Output, word for word, the lines of this listing that fall between the line with "positive clicks: (4, 45)" and the line with "box: [25, 164, 56, 172]", counting both of those lines, and no others.
::: Extracted entries :::
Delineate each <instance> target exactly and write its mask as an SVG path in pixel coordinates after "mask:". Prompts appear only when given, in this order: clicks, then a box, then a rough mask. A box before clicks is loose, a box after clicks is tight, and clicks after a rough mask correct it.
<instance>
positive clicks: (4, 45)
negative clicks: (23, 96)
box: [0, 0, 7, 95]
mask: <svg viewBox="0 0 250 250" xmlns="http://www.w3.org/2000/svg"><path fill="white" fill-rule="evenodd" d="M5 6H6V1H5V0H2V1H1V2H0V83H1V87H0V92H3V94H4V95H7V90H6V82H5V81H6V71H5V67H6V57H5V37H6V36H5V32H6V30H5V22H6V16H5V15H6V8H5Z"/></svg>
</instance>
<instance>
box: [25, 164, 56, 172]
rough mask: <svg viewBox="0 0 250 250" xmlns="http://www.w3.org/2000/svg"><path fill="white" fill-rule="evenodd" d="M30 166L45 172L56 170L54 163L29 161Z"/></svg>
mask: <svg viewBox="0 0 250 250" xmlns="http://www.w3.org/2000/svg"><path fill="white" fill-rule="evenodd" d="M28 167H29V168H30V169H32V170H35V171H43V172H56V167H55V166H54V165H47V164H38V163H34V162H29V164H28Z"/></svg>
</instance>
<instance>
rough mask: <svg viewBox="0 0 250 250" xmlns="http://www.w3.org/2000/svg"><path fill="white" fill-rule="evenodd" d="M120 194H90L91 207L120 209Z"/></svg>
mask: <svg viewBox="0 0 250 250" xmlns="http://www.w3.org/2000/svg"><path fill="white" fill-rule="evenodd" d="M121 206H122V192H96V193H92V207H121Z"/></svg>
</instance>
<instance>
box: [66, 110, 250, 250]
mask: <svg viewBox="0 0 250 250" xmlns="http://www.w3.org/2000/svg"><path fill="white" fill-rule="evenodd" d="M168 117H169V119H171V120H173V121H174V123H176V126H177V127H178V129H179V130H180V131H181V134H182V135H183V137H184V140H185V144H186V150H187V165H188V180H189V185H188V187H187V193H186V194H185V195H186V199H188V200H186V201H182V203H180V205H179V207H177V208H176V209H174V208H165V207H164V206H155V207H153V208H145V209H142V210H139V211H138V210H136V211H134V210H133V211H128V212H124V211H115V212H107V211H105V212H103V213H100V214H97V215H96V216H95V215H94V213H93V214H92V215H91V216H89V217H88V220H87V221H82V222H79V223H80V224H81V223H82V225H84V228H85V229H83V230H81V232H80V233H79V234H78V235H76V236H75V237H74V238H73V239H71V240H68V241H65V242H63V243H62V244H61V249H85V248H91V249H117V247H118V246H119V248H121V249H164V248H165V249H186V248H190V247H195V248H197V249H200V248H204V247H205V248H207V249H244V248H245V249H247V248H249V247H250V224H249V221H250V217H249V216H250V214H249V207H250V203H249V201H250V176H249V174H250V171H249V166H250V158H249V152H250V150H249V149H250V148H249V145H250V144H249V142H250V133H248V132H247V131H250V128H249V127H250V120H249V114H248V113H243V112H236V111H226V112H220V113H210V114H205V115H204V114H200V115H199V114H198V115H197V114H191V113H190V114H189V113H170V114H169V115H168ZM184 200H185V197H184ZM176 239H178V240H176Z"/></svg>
:::
- _The completed task_:
positive clicks: (4, 45)
negative clicks: (23, 96)
box: [0, 0, 7, 95]
mask: <svg viewBox="0 0 250 250" xmlns="http://www.w3.org/2000/svg"><path fill="white" fill-rule="evenodd" d="M5 6H6V1H5V0H2V1H1V2H0V83H1V87H0V92H3V94H4V95H7V90H6V82H5V81H6V71H5V67H6V57H5V37H6V36H5V32H6V30H5V22H6V16H5V15H6V8H5Z"/></svg>
</instance>
<instance>
box: [25, 164, 56, 172]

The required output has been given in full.